> _Exercise directions_: Please locate each line in the items below that contains the string "beak" and copy those lines out. Case counts.

> _Extracted entries_:
········

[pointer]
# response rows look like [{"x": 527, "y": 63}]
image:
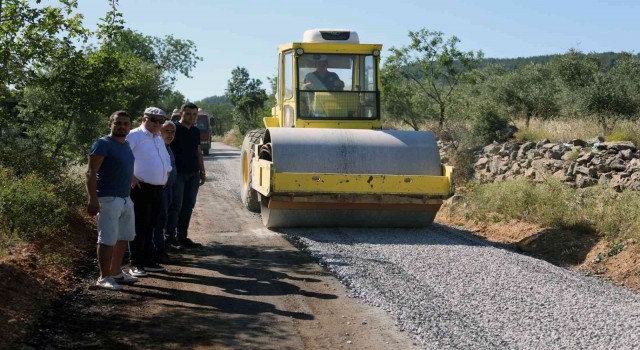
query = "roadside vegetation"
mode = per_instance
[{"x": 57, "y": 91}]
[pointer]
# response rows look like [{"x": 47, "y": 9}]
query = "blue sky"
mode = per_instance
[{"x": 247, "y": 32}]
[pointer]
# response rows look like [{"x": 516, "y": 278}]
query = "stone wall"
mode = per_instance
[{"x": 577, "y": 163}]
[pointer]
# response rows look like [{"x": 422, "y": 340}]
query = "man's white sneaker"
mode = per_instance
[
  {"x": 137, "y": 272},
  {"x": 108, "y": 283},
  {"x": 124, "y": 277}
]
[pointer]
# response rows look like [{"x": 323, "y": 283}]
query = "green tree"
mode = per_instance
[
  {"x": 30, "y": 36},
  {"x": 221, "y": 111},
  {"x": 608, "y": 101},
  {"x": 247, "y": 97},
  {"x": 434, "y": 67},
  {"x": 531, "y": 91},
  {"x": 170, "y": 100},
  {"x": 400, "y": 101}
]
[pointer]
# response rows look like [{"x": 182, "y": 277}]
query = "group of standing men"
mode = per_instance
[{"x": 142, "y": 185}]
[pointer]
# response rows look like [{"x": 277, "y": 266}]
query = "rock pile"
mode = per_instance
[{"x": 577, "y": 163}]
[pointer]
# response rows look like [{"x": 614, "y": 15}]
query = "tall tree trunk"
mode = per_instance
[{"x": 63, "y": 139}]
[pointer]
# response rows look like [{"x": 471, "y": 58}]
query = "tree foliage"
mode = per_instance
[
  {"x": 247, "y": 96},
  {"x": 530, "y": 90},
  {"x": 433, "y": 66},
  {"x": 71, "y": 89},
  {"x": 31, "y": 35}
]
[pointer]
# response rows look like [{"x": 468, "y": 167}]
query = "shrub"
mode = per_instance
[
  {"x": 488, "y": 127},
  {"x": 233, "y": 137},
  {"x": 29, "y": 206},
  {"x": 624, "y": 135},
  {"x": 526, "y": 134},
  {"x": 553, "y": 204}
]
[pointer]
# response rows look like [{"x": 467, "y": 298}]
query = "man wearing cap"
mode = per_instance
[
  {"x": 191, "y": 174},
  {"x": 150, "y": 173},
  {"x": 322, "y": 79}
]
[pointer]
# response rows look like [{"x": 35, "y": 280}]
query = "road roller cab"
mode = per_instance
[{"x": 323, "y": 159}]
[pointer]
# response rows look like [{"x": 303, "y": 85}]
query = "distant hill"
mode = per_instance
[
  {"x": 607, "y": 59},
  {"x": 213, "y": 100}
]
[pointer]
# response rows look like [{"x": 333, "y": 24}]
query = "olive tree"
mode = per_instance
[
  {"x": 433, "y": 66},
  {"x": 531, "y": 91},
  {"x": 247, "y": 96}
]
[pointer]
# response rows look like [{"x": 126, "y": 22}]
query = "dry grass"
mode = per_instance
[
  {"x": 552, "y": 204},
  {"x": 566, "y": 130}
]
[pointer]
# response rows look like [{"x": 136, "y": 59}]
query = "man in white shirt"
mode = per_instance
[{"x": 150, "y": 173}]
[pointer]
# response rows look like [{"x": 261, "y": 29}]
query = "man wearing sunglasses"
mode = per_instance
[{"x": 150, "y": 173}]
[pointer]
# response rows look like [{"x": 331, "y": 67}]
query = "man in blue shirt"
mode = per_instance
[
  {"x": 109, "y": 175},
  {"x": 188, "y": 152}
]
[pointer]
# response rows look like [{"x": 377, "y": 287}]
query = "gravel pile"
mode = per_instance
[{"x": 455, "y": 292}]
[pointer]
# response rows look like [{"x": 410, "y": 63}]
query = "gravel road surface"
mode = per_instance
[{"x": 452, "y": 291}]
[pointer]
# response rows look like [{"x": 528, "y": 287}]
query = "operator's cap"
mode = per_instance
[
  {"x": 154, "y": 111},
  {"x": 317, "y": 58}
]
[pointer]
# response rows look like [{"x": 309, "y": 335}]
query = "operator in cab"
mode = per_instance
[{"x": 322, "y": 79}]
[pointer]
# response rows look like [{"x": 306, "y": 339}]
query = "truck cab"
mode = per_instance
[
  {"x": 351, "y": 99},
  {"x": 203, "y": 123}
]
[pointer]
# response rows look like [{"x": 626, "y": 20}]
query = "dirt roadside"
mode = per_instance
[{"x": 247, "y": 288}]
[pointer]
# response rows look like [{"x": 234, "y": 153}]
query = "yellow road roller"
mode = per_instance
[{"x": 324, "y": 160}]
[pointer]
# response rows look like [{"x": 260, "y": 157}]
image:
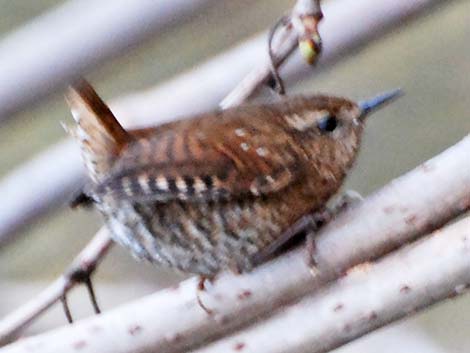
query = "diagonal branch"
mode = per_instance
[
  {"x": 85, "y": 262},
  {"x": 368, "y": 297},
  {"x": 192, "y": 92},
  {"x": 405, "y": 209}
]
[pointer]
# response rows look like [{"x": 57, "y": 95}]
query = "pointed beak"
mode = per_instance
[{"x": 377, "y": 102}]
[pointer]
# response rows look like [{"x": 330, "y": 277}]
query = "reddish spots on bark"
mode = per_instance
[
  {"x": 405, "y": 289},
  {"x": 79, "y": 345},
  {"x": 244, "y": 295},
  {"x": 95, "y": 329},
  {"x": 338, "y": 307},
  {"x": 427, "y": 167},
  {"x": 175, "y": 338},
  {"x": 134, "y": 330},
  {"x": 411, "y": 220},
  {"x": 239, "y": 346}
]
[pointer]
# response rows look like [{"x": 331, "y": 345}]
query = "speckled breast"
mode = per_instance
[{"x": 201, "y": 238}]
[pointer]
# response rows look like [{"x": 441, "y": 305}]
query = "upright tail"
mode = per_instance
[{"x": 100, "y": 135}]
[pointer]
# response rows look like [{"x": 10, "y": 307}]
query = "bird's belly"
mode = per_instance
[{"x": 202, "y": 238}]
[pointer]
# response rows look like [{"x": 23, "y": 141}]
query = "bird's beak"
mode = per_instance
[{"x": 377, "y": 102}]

········

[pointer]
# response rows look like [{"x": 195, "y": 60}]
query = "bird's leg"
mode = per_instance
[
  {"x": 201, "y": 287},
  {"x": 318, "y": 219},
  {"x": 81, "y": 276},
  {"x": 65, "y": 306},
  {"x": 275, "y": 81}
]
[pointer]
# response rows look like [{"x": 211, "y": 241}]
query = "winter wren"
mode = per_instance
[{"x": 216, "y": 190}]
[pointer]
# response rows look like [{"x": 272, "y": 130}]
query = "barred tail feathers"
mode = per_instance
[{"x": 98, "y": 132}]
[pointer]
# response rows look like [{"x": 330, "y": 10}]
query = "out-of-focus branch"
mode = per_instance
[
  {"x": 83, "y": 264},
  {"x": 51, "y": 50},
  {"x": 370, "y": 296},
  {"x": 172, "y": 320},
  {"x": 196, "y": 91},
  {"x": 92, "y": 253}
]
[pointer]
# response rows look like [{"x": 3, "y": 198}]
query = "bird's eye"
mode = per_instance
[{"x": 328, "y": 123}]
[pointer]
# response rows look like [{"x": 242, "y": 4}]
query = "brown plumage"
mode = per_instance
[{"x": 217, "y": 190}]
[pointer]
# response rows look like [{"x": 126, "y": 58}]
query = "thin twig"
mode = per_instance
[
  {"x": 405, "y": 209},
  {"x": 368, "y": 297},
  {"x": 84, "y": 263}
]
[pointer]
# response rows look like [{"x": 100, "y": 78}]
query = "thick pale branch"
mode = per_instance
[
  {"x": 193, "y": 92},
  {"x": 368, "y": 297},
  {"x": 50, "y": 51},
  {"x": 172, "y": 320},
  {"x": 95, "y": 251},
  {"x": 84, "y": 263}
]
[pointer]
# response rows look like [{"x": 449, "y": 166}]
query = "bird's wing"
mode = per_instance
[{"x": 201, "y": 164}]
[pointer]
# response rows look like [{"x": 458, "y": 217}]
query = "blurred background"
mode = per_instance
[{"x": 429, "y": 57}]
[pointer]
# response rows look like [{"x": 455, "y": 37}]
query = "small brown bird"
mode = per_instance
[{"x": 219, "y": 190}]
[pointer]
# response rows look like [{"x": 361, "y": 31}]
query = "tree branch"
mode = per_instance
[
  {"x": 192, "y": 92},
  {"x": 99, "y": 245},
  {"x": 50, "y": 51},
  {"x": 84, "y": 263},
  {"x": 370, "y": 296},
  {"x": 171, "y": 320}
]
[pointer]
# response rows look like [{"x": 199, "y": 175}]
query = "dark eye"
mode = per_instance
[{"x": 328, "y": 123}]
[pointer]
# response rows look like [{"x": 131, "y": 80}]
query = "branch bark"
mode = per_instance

········

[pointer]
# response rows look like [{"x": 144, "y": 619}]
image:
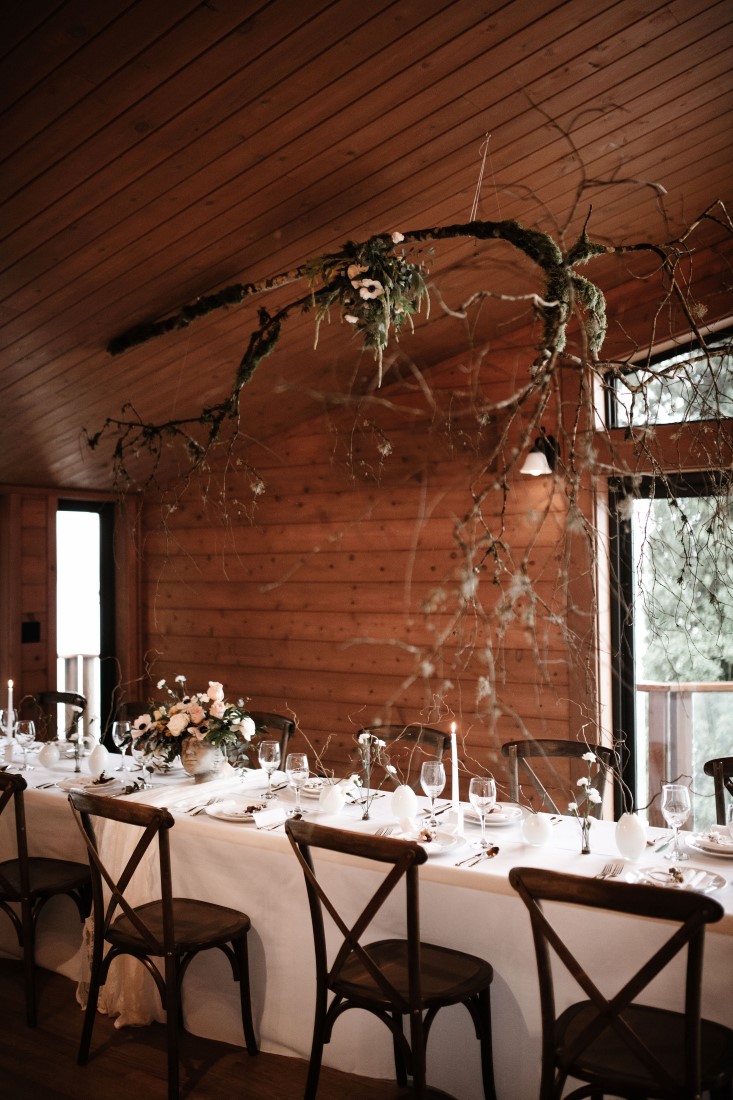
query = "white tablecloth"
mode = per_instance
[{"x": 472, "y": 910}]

········

> _Answer to this task_:
query = "pointed beak"
query = "bird's beak"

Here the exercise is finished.